- [What is required] The records that follow are to be transcribed exactly.

** Provided data follows **

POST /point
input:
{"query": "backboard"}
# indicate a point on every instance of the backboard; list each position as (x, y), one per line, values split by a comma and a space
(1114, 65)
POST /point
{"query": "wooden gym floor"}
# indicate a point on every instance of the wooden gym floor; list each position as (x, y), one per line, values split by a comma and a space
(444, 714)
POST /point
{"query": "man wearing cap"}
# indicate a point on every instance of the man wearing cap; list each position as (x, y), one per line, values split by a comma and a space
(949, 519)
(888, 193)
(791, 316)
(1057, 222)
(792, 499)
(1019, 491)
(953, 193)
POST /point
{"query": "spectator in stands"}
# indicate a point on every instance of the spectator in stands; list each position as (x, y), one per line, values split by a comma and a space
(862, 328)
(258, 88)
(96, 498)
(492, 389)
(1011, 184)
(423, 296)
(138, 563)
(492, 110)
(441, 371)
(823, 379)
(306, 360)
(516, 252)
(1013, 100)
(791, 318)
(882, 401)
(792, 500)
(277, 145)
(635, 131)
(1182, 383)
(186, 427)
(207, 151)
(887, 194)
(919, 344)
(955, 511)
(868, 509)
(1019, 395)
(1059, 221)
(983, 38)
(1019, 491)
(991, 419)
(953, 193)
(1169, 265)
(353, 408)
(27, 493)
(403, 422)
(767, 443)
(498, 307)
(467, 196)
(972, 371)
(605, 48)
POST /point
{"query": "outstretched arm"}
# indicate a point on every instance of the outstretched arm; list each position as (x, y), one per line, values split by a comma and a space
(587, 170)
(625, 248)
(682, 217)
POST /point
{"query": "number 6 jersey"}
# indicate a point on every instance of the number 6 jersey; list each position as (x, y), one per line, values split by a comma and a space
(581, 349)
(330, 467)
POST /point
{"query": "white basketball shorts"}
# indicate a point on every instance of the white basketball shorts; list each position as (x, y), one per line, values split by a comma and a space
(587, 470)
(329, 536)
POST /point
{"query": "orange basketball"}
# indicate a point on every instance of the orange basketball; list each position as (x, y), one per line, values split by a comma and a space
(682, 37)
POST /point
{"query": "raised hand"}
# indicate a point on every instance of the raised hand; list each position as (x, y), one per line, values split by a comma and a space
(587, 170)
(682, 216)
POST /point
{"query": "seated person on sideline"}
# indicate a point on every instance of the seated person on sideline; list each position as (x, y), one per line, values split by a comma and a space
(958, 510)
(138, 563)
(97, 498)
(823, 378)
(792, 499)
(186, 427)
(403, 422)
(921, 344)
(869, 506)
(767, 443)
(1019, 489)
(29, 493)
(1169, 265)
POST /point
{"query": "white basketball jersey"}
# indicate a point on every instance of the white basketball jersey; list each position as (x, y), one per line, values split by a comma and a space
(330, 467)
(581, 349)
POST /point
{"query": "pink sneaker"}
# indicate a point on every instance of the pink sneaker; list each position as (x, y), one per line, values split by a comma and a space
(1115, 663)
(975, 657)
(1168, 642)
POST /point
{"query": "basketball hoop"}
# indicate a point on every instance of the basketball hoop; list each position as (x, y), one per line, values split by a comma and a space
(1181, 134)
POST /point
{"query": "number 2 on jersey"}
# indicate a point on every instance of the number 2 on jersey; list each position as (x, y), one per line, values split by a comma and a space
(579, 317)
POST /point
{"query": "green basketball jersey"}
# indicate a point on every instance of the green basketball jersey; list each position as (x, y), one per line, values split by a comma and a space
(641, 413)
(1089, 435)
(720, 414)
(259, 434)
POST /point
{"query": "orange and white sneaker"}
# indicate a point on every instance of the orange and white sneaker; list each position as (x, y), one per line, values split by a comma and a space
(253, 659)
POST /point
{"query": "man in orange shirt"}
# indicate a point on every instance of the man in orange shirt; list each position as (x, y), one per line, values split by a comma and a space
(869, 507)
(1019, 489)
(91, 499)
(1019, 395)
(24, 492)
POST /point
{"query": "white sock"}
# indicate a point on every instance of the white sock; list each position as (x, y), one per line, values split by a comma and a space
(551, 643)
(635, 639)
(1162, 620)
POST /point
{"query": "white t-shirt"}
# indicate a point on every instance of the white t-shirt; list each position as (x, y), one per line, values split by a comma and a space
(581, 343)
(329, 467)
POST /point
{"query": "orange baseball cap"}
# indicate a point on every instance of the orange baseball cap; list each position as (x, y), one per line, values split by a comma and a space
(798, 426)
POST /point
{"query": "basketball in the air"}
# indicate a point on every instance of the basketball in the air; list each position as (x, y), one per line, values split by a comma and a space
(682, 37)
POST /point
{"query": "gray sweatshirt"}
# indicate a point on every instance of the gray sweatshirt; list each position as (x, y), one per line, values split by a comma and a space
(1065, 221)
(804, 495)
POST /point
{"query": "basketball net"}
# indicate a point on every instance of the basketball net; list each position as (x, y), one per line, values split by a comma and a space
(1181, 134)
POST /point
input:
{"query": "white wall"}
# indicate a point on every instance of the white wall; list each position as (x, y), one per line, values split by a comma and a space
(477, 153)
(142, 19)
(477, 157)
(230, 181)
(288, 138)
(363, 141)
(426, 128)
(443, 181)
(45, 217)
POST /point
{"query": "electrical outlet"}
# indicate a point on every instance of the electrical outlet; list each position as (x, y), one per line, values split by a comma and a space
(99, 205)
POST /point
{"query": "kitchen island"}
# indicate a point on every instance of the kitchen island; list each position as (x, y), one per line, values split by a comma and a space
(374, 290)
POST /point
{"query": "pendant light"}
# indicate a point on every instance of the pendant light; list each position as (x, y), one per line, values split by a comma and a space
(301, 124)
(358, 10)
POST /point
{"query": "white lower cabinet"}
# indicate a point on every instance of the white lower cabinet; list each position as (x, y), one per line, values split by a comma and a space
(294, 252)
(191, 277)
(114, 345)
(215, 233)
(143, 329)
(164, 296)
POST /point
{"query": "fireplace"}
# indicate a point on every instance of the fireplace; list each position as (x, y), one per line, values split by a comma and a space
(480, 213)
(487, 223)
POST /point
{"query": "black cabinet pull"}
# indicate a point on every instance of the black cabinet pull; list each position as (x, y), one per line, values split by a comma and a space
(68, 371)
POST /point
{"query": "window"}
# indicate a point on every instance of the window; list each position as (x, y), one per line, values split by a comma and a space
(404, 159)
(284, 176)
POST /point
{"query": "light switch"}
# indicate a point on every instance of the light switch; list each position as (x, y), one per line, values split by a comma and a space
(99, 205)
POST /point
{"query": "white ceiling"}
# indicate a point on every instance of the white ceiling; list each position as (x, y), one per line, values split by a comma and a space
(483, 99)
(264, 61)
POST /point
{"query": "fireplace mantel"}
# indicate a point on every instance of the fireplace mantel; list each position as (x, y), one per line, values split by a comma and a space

** End of Provided data **

- [Completed exercise]
POST /point
input:
{"query": "backboard"}
# indicate a point on every instance of the backboard; list each position as (x, y), one per line, values split by a comma and a space
(1114, 65)
POST /point
{"query": "wooden gym floor"}
# indicate a point on every instance of the wooden gym floor; list each position as (x, y), one per line, values split by a comma and a space
(444, 714)
POST /point
{"query": "man wearing cap"}
# indicate a point on every instance of the man wearing cap; list each position as (x, y), one per line, values split by a comma and a space
(949, 519)
(888, 193)
(791, 316)
(1057, 222)
(792, 499)
(1019, 491)
(953, 193)
POST /point
{"query": "spectator in stands"}
# indicate a point on every instance of the spectator in stands; list each position as (x, y), one per line, values split by a comma and a space
(862, 328)
(258, 88)
(96, 498)
(492, 389)
(1011, 184)
(423, 296)
(138, 563)
(492, 110)
(441, 371)
(823, 379)
(306, 360)
(516, 252)
(1013, 100)
(791, 318)
(882, 401)
(792, 500)
(277, 145)
(635, 131)
(1182, 383)
(186, 427)
(207, 151)
(887, 194)
(919, 344)
(955, 511)
(868, 509)
(1019, 395)
(1059, 221)
(983, 38)
(1019, 491)
(991, 419)
(953, 193)
(1169, 265)
(353, 408)
(27, 493)
(403, 422)
(767, 443)
(498, 307)
(467, 196)
(972, 371)
(605, 48)
POST /point
{"query": "outstretched arm"}
# indicate a point on every instance of the outstretched arm; list each position as (x, y), one per line, values split by a comma and a space
(587, 170)
(625, 248)
(682, 217)
POST /point
{"query": "number 6 jersey"}
# indicate a point on every instance of the number 6 jersey; list each position as (x, y), one per line, values split by a comma and a space
(581, 349)
(330, 467)
POST /point
{"query": "white basketball shorts"}
# indicate a point on every instance of the white basketball shorts; list each position as (x, y), one per line, values split by a comma and a space
(587, 470)
(329, 536)
POST /point
{"query": "orange basketball"}
# indicate a point on every instance of the orange basketball; list each position as (x, y), one per line, values split by a comma and a space
(682, 37)
POST /point
{"query": "raised hand"}
# indicate a point on every instance of the raised hand; list each position as (x, y), one per line, values split by a comma and a space
(587, 170)
(682, 216)
POST /point
{"query": "seated person on sideline"}
# indicate a point on every instance of the seated person on sideline; list each position as (x, y), one per line, values split by a comma and a space
(958, 510)
(138, 563)
(97, 498)
(823, 378)
(792, 499)
(186, 427)
(403, 422)
(921, 344)
(869, 506)
(767, 443)
(1019, 489)
(29, 493)
(1169, 265)
POST /point
{"query": "white basketball jersey"}
# indicate a point on every instance of the white basketball jersey; list each position as (x, y), one per line, values split by a comma and a space
(330, 467)
(581, 349)
POST /point
{"query": "pink sneaker"}
# indicate a point on every instance of the pink sneaker; list each position as (x, y), one per line, values split by a comma and a space
(1115, 663)
(975, 657)
(1168, 642)
POST /point
{"query": "basketball hoop"}
# indicate a point on every instance of the basketball hoop; list each position as (x, y), one per line, values split by a comma and a space
(1181, 134)
POST /point
{"query": "number 2 on jersey"}
# indicate a point on every instance of the number 2 on jersey; list each position as (x, y), one per line, values split by a comma and a space
(579, 317)
POST /point
{"query": "green basketball jersey"}
# indicate a point on every instance of the green basketball jersey; list each position as (x, y), one per line, values split by a comma and a space
(641, 413)
(1089, 435)
(720, 414)
(259, 434)
POST /point
{"query": "orange and white sneaker"}
# indicate a point on every instance of the orange and white sneaker; list each position as (x, y), one per line, values split by a comma and a space
(253, 659)
POST /point
{"query": "man in orange shirt"}
# indicate a point on every instance of the man in orange shirt; list each position as (x, y), one per line, values split by a comma and a space
(869, 507)
(1019, 489)
(91, 499)
(1019, 395)
(24, 492)
POST /point
{"query": "white sock"}
# indicate a point on every instance of the white sock; list each position as (x, y), one per line, values split by a comma and a space
(551, 643)
(635, 639)
(1162, 620)
POST /point
{"query": "white t-shirt"}
# indicate a point on every instance of the white t-shirt; list each position as (x, y), one per line, values split by a comma and a space
(581, 343)
(329, 467)
POST /point
{"query": "orange baseball cap"}
# indicate a point on every instance of the orange baseball cap; list each position as (x, y), one per line, values split by a comma and a space
(798, 426)
POST /point
{"query": "basketball in the air"}
# indicate a point on every instance of the basketball in the air; list each position as (x, y), one per line, values split by a comma and a space
(682, 37)
POST /point
{"query": "gray sweatshirt"}
# indicate a point on every instance of the gray sweatshirt; list each position as (x, y), one per line, values split by a comma and a space
(1065, 221)
(804, 495)
POST /point
{"query": "basketball net"}
# indicate a point on every instance of the basketball net; list each position as (x, y), one per line, values split by a comma and a space
(1181, 134)
POST /point
input:
{"query": "white wall"}
# indicate a point on every instance of the white wall; list each position as (x, y), one per line, values split by a comma and a space
(477, 153)
(142, 19)
(477, 157)
(230, 181)
(288, 138)
(363, 141)
(426, 128)
(443, 181)
(45, 217)
POST /point
{"query": "electrical outlet"}
# indicate a point on every instance of the electrical outlet; list each position as (x, y), one per line, values split by a comma and a space
(99, 205)
POST /point
{"query": "kitchen island"}
# indicate a point on every instance of the kitchen island; list each position as (x, y), one per line, values split by a comma and a space
(374, 290)
POST /point
{"query": "pendant light"}
# indicate a point on every instance of the pendant light; list each position as (x, y), one per line, values split by a comma and a space
(301, 124)
(358, 10)
POST /point
{"query": "white lower cabinet"}
# indicate a point on every instance of the white lower cabinet; list each position as (x, y), one per line, values split by a comma and a space
(294, 252)
(191, 277)
(114, 345)
(215, 233)
(143, 329)
(164, 296)
POST /point
{"query": "fireplace"}
# indicate a point on every instance of the fireplace; list each position as (x, y), one per line, values split by a comma and a space
(480, 213)
(487, 223)
POST /point
{"query": "black cabinet pull"}
# indicate a point on every instance of the black cabinet pull; list each position as (x, y), one per line, values split by a comma and a space
(68, 371)
POST /point
{"query": "window"}
# indicate a point on every instance of the window; list each position as (x, y), one per line, values split by a comma and a space
(404, 159)
(284, 176)
POST /point
{"query": "light switch"}
# indicate a point on every instance of the light switch; list each position as (x, y), one per line, values split by a comma and a space
(99, 205)
POST /point
{"query": "white ceiling"}
# indicate a point on every instance of the white ceiling; list each position as (x, y), one per line, values split by a comma and a space
(483, 99)
(264, 61)
POST /point
{"query": "fireplace mantel"}
# indicate a point on every instance of the fireplace mantel; list each position as (x, y), one per line, values split by a comma and a space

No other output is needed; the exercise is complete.